# Aim
Copy word for word the records below, from their first line through the line containing "(1, 2), (255, 194)", with both of those lines included.

# Excerpts from a detection dataset

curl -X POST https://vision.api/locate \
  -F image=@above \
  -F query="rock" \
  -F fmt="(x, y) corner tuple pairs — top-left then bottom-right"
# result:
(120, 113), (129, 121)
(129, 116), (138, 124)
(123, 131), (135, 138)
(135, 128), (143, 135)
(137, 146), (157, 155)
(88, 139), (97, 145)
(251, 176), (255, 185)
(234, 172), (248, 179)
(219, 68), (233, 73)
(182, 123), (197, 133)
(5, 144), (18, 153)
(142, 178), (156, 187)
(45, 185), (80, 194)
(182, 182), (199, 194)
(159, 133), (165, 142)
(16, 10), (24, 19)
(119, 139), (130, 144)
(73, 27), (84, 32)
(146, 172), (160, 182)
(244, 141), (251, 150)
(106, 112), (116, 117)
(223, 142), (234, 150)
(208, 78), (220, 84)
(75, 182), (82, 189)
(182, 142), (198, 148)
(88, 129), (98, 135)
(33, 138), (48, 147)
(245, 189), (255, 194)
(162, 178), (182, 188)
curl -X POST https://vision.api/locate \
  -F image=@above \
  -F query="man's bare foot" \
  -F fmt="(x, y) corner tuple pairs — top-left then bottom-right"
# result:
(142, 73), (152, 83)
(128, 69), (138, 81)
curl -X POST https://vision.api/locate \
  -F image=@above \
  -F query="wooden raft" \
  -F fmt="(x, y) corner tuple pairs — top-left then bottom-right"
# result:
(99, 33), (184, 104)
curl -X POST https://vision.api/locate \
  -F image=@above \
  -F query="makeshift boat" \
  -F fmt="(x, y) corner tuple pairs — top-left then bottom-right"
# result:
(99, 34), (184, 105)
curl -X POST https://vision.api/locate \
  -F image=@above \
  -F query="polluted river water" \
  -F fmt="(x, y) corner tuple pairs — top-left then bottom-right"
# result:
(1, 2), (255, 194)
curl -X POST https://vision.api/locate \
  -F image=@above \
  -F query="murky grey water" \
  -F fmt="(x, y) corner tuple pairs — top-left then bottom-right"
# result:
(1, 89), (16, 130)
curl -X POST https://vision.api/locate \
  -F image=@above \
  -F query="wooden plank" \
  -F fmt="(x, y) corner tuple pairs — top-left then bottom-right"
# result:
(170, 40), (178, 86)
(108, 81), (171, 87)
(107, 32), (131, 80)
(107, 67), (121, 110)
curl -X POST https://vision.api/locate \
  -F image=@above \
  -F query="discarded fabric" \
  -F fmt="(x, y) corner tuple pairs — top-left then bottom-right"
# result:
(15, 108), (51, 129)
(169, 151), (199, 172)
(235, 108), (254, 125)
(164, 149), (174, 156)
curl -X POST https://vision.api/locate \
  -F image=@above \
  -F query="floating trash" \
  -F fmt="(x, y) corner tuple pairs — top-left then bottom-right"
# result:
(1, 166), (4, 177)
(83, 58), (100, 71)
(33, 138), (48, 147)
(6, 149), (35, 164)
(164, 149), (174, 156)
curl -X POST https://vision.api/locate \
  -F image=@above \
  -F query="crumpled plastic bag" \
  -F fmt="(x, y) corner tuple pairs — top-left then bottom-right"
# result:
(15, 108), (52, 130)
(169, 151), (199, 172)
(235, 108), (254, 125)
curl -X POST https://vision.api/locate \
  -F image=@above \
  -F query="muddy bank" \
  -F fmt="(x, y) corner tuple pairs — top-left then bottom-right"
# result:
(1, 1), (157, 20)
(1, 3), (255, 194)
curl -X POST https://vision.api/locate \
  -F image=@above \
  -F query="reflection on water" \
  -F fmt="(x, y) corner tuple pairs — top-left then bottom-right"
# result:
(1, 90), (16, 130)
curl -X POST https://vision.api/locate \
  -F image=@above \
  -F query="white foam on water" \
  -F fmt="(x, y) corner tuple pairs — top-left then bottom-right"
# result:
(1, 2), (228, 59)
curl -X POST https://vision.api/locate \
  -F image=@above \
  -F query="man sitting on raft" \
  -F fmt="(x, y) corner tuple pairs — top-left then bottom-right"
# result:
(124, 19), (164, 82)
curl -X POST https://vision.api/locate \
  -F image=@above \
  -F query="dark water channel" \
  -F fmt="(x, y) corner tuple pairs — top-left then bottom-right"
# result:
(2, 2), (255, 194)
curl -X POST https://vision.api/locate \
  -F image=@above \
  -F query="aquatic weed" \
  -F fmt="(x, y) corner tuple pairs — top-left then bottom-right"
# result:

# Task result
curl -X POST https://vision.api/locate \
  -F image=@above \
  -F query="rock" \
  -F fmt="(x, y) corner tuple pairs — top-left then bottom-right"
# result:
(120, 113), (129, 121)
(129, 116), (138, 124)
(123, 131), (135, 138)
(135, 128), (143, 135)
(137, 146), (157, 155)
(88, 139), (97, 145)
(251, 176), (255, 185)
(234, 172), (248, 179)
(219, 68), (233, 73)
(182, 123), (197, 133)
(5, 144), (18, 153)
(142, 178), (156, 187)
(45, 185), (80, 194)
(182, 182), (199, 194)
(159, 133), (165, 142)
(16, 10), (24, 19)
(119, 139), (130, 144)
(73, 27), (84, 32)
(146, 172), (160, 182)
(244, 141), (251, 150)
(106, 112), (116, 117)
(223, 142), (234, 150)
(208, 78), (220, 84)
(75, 182), (82, 189)
(182, 142), (198, 148)
(88, 129), (98, 135)
(33, 138), (48, 147)
(245, 189), (255, 194)
(162, 178), (182, 188)
curl -X POST https://vision.api/locate \
  -F image=@above \
  -F query="man's bare foot" \
  -F fmt="(x, y) corner tuple pairs — top-left then bottom-right"
# result:
(142, 73), (152, 83)
(128, 69), (138, 81)
curl -X POST https://vision.api/locate \
  -F image=@above \
  -F query="wooden raft" \
  -F fmt="(x, y) corner tuple pairs — top-left then bottom-right"
# result:
(99, 33), (184, 104)
curl -X POST https://vision.api/locate \
  -F image=@above \
  -F query="makeshift boat" \
  -F fmt="(x, y) corner tuple pairs — top-left then bottom-right"
# result:
(99, 34), (184, 105)
curl -X POST https://vision.api/locate \
  -F image=@above \
  -F query="polluted river water" \
  -F fmt="(x, y) corner tuple pairs — top-left then bottom-right"
# result:
(1, 2), (255, 194)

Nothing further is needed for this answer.